▶ _DOCUMENT PASSAGE_:
==================================================
Case Law Rosenbaum v. Meir

Rosenbaum v. Meir

Document Cited Authorities (24) Cited in (1) Related

Jeffrey Robert Maguire, Stevenson Marino LLP, White Plains, NY, for Plaintiff.

Mark Schwartz, Law Office of Mark Schwartz, Brooklyn, NY, for Defendants.

ORDER

WILLIAM F. KUNTZ, II, United States District Judge:

Plaintiff brings claims against her former employer alleging violations of (1) the prompt payment requirement of the Fair Labor Standards Act ("FLSA" or "Act"), 29 U.S.C. § 206(a); (2) the anti-retaliation provisions of the FLSA, 29 U.S.C. § 215(a)(3); (3) one of the anti-retaliation provisions of the New York Labor Law ("NYLL"), NYLL § 215(1)(a); (4) the NYLL's requirement that employers make timely payments according to the terms and conditions of employment, § 191(d) and § 198(1-a); and (5) the NYLL's requirement that employers furnish employees with wage statements containing specific categories of accurate information on each payday, NYLL § 195(3). Defendants moved to dismiss the Amended Complaint in its entirety pursuant to Fed. R. Civ. P. 12(b)(6) alleging plaintiff failed to state a claim upon which relief may be granted. ECF No. 23. For the reasons set forth below, Defendants' motion is DENIED.

BACKGROUND

In February 2005, Bais Yaakov Drav Meir ("Defendant" or "Beth Jacob"), a private elementary school, hired Lisa Rosenbaum ("Plaintiff") to work as a secretary. Amended Complaint ("Compl."), ECF No. 12 ¶ 10. Plaintiff performed various administrative tasks during her tenure, such as handling phone calls, taking messages, editing the weekly newsletter, and assisting students and teachers. Id. ¶ 11. Plaintiff served as the school secretary until Defendant Levi terminated her employment on June 8, 2020. Id. Defendants paid Plaintiff an annual salary of $63,610.96, which, according to the terms of Plaintiff's employment, was broken down as follows: (1) one weekly payment of $699.34 for ten months; (2) one weekly payment of $325.00 for ten months allocated for "groceries" to a supermarket affiliated with the school; (3) and one monthly rent payment of $1,545.00, which, according to the agreed-upon terms of employment between the parties, was earned over the ten-month school period and prorated over a twelve-month period to be paid on the first day of every month. Id. ¶ 12.
==================================================
▶ _RECORDED DATA_:
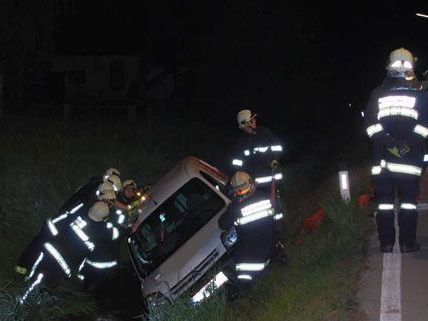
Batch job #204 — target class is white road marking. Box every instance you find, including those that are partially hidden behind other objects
[380,215,401,321]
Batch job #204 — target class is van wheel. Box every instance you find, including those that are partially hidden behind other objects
[145,292,171,314]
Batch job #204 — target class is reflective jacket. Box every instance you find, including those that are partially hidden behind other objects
[219,191,277,279]
[46,178,102,236]
[219,190,277,233]
[38,215,119,277]
[364,78,428,176]
[230,126,283,184]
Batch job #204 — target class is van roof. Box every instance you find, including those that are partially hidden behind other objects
[133,156,228,225]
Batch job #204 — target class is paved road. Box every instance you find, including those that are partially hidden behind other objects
[357,206,428,321]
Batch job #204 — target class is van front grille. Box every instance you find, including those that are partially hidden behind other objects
[171,249,219,296]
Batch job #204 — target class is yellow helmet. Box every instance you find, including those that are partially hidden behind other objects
[88,202,110,222]
[236,109,257,129]
[122,178,137,189]
[103,167,120,179]
[104,175,122,192]
[230,172,254,195]
[386,47,415,72]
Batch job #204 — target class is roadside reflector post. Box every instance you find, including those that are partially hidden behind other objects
[339,171,351,202]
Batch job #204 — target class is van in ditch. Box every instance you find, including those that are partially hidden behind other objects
[127,157,237,307]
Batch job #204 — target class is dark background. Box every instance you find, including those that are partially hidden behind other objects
[6,0,428,155]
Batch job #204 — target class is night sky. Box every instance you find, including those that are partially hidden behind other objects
[56,0,428,150]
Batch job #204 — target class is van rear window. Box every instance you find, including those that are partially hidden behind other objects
[130,178,226,277]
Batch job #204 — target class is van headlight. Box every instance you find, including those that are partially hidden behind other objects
[146,293,170,313]
[221,226,238,249]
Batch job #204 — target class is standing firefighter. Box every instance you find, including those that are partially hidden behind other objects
[365,48,428,253]
[19,202,117,304]
[231,109,282,206]
[15,168,121,275]
[219,172,282,282]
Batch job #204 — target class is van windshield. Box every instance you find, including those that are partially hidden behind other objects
[129,178,226,277]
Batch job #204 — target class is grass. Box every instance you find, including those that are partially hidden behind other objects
[0,109,231,320]
[144,164,368,321]
[0,109,372,321]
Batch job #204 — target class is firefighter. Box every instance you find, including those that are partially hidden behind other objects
[19,201,118,304]
[15,174,120,276]
[77,180,126,291]
[364,48,428,253]
[231,109,283,215]
[219,171,278,282]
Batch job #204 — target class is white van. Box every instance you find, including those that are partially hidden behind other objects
[128,157,236,306]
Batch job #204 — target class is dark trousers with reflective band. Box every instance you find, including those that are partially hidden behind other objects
[18,223,52,270]
[374,172,420,246]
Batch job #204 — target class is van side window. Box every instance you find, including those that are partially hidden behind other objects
[130,178,226,275]
[199,171,228,196]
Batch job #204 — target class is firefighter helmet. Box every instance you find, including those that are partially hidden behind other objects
[97,191,116,201]
[104,167,120,178]
[236,109,257,129]
[97,182,114,195]
[386,48,415,74]
[104,175,122,192]
[122,178,137,189]
[230,172,254,195]
[88,202,109,222]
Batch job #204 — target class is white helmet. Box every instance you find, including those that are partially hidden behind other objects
[236,109,257,129]
[97,191,116,201]
[88,202,110,222]
[97,182,114,195]
[230,172,254,195]
[386,48,415,75]
[104,175,122,192]
[122,178,137,189]
[103,167,120,179]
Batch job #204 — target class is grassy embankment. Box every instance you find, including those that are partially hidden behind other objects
[0,110,372,321]
[147,151,368,321]
[0,113,231,321]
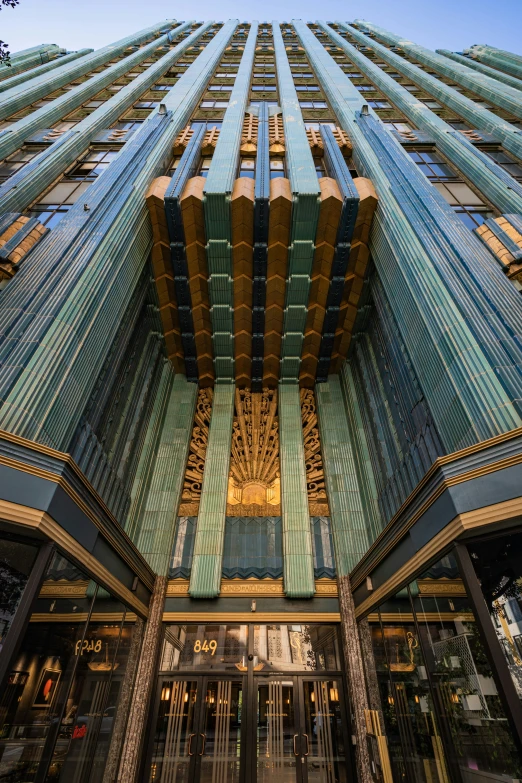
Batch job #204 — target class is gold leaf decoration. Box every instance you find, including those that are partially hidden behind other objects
[227,389,281,516]
[179,389,213,517]
[300,389,330,517]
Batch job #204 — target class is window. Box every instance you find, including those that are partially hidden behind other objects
[198,158,212,177]
[27,149,118,228]
[239,158,256,179]
[408,150,460,182]
[305,122,335,130]
[408,150,492,229]
[112,120,142,131]
[446,120,470,130]
[200,101,228,109]
[0,145,47,182]
[368,101,391,109]
[314,158,327,179]
[270,158,285,179]
[483,149,522,180]
[299,101,328,109]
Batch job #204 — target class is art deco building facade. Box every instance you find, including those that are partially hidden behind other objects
[0,20,522,783]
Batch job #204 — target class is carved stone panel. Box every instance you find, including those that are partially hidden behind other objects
[301,389,330,517]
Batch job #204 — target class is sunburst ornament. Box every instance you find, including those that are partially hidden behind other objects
[227,389,281,516]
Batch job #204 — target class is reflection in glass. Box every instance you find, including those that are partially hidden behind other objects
[198,680,243,783]
[0,538,38,650]
[413,553,522,780]
[0,556,134,783]
[468,533,522,699]
[254,625,341,671]
[160,625,248,672]
[149,680,198,783]
[302,680,348,783]
[371,590,448,783]
[257,679,299,783]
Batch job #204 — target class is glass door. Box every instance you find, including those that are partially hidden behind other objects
[256,676,305,783]
[300,679,349,783]
[256,676,349,783]
[146,677,243,783]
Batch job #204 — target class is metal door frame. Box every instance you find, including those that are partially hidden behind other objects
[142,671,249,783]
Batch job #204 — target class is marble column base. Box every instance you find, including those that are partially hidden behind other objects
[116,576,167,783]
[337,576,372,783]
[104,617,145,783]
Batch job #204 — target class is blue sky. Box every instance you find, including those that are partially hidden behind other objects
[0,0,522,54]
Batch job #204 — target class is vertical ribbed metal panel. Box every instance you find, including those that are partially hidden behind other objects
[340,361,384,542]
[137,367,197,576]
[0,49,93,93]
[278,383,315,598]
[355,20,522,118]
[315,375,370,577]
[204,22,258,383]
[0,44,65,79]
[0,23,234,449]
[319,23,522,212]
[272,21,320,383]
[466,44,522,79]
[0,19,176,121]
[339,22,522,158]
[0,23,183,158]
[189,383,235,598]
[435,49,522,90]
[295,21,522,451]
[0,22,204,209]
[125,361,174,543]
[252,101,270,392]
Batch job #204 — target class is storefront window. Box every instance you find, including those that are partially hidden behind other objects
[254,625,341,672]
[0,556,138,783]
[0,538,38,650]
[412,553,522,780]
[160,625,248,672]
[468,533,522,699]
[365,556,522,783]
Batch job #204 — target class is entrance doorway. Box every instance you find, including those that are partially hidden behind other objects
[144,626,353,783]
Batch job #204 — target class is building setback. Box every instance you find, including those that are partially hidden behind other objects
[0,19,522,783]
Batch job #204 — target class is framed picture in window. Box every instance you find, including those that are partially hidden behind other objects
[33,669,62,709]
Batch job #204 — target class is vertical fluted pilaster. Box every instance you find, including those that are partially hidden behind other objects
==================================================
▶ _TASKS AND EXERCISES_:
1. Could you retype the part of the Rosenbaum v. Meir order starting with "Jeffrey Robert Maguire, Stevenson" and going on through "NY, for Defendants."?
2. According to the Rosenbaum v. Meir order, in what month and year did the school hire Lisa Rosenbaum as a secretary?
3. How would you render this sentence from the Rosenbaum v. Meir order in Spanish: "Plaintiff performed various administrative tasks during her tenure, such as handling phone calls, taking messages, editing the weekly newsletter, and assisting students and teachers."

▶ _EXERCISE RESPONSES_:
1.
Jeffrey Robert Maguire, Stevenson Marino LLP, White Plains, NY, for Plaintiff.

Mark Schwartz, Law Office of Mark Schwartz, Brooklyn, NY, for Defendants.

2. February 2005

3. La demandante realizó diversas tareas administrativas durante su permanencia en el puesto, como atender llamadas telefónicas, tomar mensajes, editar el boletín semanal y ayudar a estudiantes y maestros.